▶ VOTRE OBJECTIF
Reproduisez intégralement et à l'identique, s'il vous plaît, le texte sur les femmes et le monde de l'art.

▶ TEXTE FOURNI

-=-=-=-=-

Aux hommes le talent quasi divin, aux femmes la chance de s'approcher de ces génies.
4. L'entre-soi
Pour être visible dans le monde artistique, il faut disposer d'un réseau qui vous porte et vous fait confiance. Le monde de l'art devrait être ouvert, audacieux et transgressif. Il est en réalité profondément conventionnel. L'art se croit universel, il est en réalité androcentré.
Les éditeurs, les collectionneurs, les galeristes, les commissaires d'exposition organisent un marché de l'art qui repose sur des acteurs socialement bien intégrés c'est à dire des hommes. Cet entre-soi continue à véhiculer des stéréotypes de genres, des clichés, des idées et un imaginaire propres aux hommes.
N'oublions pas que nos musées puisent dans les fonds royaux et aristocratiques pour garnir leurs salles d'exposition. Ils montrent des artefacts produits par des hommes à la gloire du pouvoir détenu par les hommes.
5. Un coin à soi
Virginia Woolf dans son roman A room of one's own a évoqué l'importance de réunir un certain nombre de conditions matérielles pour produire.
Rappelons qu'il n’y a pas encore si longtemps , les femmes ne pouvaient pas voyager seules ni s'installer à une terrasse de café pour réfléchir ni accéder à une bibliothèque universitaire. D'ailleurs pour s'y inscrire , les femmes avaient besoin de l’autorisation de leur mari.
Il faut également gagner sa vie pour être autonome et libre de son temps. Une pièce à soi, un bureau, sont nécessaires pour écrire sans être dérangé à tout propos.

-=-=-=-=-

▶ INFORMATIONS

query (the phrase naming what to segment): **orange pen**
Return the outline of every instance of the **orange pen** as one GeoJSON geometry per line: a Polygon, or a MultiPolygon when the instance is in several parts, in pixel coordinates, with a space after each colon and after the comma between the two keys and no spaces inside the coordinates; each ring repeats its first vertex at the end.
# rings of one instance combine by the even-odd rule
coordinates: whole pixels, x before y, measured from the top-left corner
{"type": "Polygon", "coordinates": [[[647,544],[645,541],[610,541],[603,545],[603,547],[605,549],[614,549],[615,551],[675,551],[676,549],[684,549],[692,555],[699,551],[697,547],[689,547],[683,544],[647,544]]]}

-=-=-=-=-

▶ RÉPONSE ATTENDUE
Aux hommes le talent quasi divin, aux femmes la chance de s'approcher de ces génies.
4. L'entre-soi
Pour être visible dans le monde artistique, il faut disposer d'un réseau qui vous porte et vous fait confiance. Le monde de l'art devrait être ouvert, audacieux et transgressif. Il est en réalité profondément conventionnel. L'art se croit universel, il est en réalité androcentré.
Les éditeurs, les collectionneurs, les galeristes, les commissaires d'exposition organisent un marché de l'art qui repose sur des acteurs socialement bien intégrés c'est à dire des hommes. Cet entre-soi continue à véhiculer des stéréotypes de genres, des clichés, des idées et un imaginaire propres aux hommes.
N'oublions pas que nos musées puisent dans les fonds royaux et aristocratiques pour garnir leurs salles d'exposition. Ils montrent des artefacts produits par des hommes à la gloire du pouvoir détenu par les hommes.
5. Un coin à soi
Virginia Woolf dans son roman A room of one's own a évoqué l'importance de réunir un certain nombre de conditions matérielles pour produire.
Rappelons qu'il n’y a pas encore si longtemps , les femmes ne pouvaient pas voyager seules ni s'installer à une terrasse de café pour réfléchir ni accéder à une bibliothèque universitaire. D'ailleurs pour s'y inscrire , les femmes avaient besoin de l’autorisation de leur mari.
Il faut également gagner sa vie pour être autonome et libre de son temps. Une pièce à soi, un bureau, sont nécessaires pour écrire sans être dérangé à tout propos.